▶ **Texto para análise**:
=======
Assim, por exemplo, quando Machiavel escreve que o príncipe deve ter as qualidades que ele aparenta, estaria enunciando uma condição fundamental da política como ela era em seu tempo e continua a ser até os dias de hoje, que é "se desenrolar na aparência"; quando Machiavel diz que o príncipe tem que ter domínio de si para poder desenvolver posições contrárias no caso de ser necessário, isso significaria que, no campo da política, nãohá lugar para os valores de uma moral abstrata.

 Enfim, a  verdade na política é aquela de quem tem o poder e que não vê a própria imagem passada aos outros.

Merleau-Ponty vê, na obra O Príncipe, de Machiavel, a descrição da política como ela tem sido e é através dos tempos e, como vimos, em tal política não há lugar para a Ética. A questão que colocaríamos seria a seguinte: É mesmo possível falar de uma Ética em Machiavel?

Responderíamos que a busca de Machiavel pela compreensão dos comportamentos sociais e políticos não tem como objetivo propriamente o caráter destes enquanto se mostram em si mesmos, mas, sim, enquanto se mostram à luz de uma meta geral: a obtenção e a manutenção do poder político.

Uma visão ética é sempre uma visão concreta, o que significa uma visão completa tanto da "morada interior", ou seja, tanto dos fenômenos em si mesmos, quanto da "morada exterior", ou dos fatos em si. 

A visão de Machiavel permanece na "morada exterior", ou seja, nos fatos. E a pergunta final é: O poder deve decorrer do governar, do caráter próprio deste, do que lhe é único e singular? Ou, ao contrário, o governar deve decorrer do poder?

Duas são as consequências principais da visão da política em Machiavel, no que concerne à Ética, a nosso ver:

1) O ético ou a Ética estará necessariamente ausente em suas considerações sobre a política, uma vez que tais considerações não contemplam a ação política em seu sentido mais próprio, buscando esse sentido fora dela.

2) Não há regras propriamente de moralidade em sua concepção política, pois, sem fundamento ético, não há moralidade. As regras de comportamento por ele apresentadas são meros instrumentos de ação em busca do poder e de sua manutenção. Para não citar senão algumas:

A opressão: para permanecer no poder, é permitido, segundo Machiavel, usar de meios coercitivos, como oprimir, cultivando o medo. Pode-se, ainda, recorrer a medidas primitivas mais sumárias com relação aos que subvertem a política adotada, como as execuções.

A destruição: em alguns casos, de acordo com Machiavel, é aconselhável destruir cidades inteiras, quando o controle destas torna-se difícil, tendo em vista a existência de grupos de cidadãos, dotados de consciência política, buscando subverter a política implantada.
=======
▶ **O que fazer**: Imprima o trecho do texto sobre Machiavel e a Ética que vai de "Assim, por exemplo, quando" até "uma moral abstrata.", incluindo essas palavras. O material abaixo vem de outra fonte.
=======
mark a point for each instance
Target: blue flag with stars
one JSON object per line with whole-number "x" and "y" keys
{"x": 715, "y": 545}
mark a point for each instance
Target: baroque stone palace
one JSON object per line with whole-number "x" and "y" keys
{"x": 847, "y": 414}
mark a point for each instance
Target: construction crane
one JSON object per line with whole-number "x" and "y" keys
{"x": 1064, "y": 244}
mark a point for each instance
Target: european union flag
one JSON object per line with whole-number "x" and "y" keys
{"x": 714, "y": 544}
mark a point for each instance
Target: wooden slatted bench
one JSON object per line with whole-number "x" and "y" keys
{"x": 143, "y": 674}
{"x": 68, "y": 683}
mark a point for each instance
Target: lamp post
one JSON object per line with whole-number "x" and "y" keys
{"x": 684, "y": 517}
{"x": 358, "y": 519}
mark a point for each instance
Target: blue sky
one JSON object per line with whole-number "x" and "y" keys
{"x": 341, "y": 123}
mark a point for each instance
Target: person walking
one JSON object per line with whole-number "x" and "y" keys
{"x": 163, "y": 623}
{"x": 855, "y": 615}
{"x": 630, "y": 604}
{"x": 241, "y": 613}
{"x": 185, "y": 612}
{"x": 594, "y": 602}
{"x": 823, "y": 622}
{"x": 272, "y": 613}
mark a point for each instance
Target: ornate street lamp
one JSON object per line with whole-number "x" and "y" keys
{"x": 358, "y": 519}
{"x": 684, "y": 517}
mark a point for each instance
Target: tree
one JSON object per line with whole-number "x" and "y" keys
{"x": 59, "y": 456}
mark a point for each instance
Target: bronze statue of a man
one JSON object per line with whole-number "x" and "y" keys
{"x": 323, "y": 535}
=======
▶ **Solução do exercício**:
Assim, por exemplo, quando Machiavel escreve que o príncipe deve ter as qualidades que ele aparenta, estaria enunciando uma condição fundamental da política como ela era em seu tempo e continua a ser até os dias de hoje, que é "se desenrolar na aparência"; quando Machiavel diz que o príncipe tem que ter domínio de si para poder desenvolver posições contrárias no caso de ser necessário, isso significaria que, no campo da política, nãohá lugar para os valores de uma moral abstrata.